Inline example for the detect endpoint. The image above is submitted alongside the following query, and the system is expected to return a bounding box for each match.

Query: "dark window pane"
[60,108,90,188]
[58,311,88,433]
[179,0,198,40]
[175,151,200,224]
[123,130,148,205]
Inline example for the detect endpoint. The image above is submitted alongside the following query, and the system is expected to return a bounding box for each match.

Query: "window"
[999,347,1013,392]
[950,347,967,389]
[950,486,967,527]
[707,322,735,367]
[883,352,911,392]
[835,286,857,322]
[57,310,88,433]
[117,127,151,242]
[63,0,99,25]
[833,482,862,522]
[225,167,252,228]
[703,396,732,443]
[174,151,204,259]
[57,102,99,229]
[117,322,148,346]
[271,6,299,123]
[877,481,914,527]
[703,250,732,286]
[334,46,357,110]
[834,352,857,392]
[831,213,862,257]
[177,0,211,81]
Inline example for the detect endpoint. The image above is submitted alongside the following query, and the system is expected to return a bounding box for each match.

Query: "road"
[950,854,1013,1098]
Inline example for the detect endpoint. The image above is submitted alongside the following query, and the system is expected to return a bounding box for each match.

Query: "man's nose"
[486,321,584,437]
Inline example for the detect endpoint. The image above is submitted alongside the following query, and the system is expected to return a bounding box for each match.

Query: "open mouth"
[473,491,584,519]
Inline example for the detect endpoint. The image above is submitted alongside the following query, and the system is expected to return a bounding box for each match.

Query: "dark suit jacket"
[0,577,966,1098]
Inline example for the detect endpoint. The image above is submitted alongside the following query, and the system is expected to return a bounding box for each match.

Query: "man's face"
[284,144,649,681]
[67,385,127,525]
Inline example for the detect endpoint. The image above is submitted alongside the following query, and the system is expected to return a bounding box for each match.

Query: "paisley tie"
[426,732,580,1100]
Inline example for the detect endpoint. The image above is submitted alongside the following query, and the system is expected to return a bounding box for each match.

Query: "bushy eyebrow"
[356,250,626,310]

+++

Change "detect endpoint" to "detection endpoint" throughout all the records above, and give them back with everything else left as it is.

■ Written solution ■
Inline example for the detection endpoint. The image above is submitted alongside the following query, and the system is expected to return a bounding box for each match.

Query: "dark window pane"
[60,108,90,188]
[58,311,88,433]
[179,0,198,40]
[175,151,200,224]
[123,130,148,205]
Inline example for the detection endpoint. The image above is submitted alongside the following query, and the system is expected to return a bounding box for each match.

Query: "window"
[999,347,1013,392]
[950,347,967,389]
[950,486,967,527]
[707,322,735,367]
[883,352,911,392]
[835,286,857,322]
[57,310,88,433]
[117,127,151,242]
[63,0,99,25]
[833,482,862,522]
[225,167,252,228]
[703,396,732,443]
[174,151,204,259]
[57,102,99,229]
[117,322,148,346]
[271,6,299,123]
[877,481,914,527]
[703,250,732,286]
[334,46,357,110]
[834,352,857,392]
[831,213,862,257]
[177,0,211,81]
Inline example for the detection endpoint. The image above is submitted alongside the following query, and the system is expected to return a bounding box for each match.

Query: "road"
[950,854,1013,1098]
Inline example for the detection endpoint. The image above is submitted alongside the following query, and the system is expected to return a bounding box for each match.

Query: "man's nose"
[486,321,584,437]
Inline example for the detection endpoint. The image above is submitted alongside the following query, and the system is expected to return a bounding box for each match.

Query: "open mouth"
[473,491,584,519]
Inline example for the detection endpoint. The image above is submitted alongside the following query, and the system is expected to return a bounding box for each match.

Query: "dark suit jacket"
[0,577,966,1098]
Inline example for the detection endpoint. The image above is submitted alongside the following query, and the system is expected to return a bounding box for each match.

Query: "man's face"
[284,144,649,681]
[67,385,127,525]
Inline example for the detection endpoint. The image above is submitted alongside the following query, and the system is expected to return a bounding box for each match.

Query: "paisley tie"
[426,732,580,1100]
Inline example for the detection endpoint. The image above is submitted alongside the following query, and the system is expected to return a bounding box for each match.

Query: "bushy eyebrow"
[356,250,626,310]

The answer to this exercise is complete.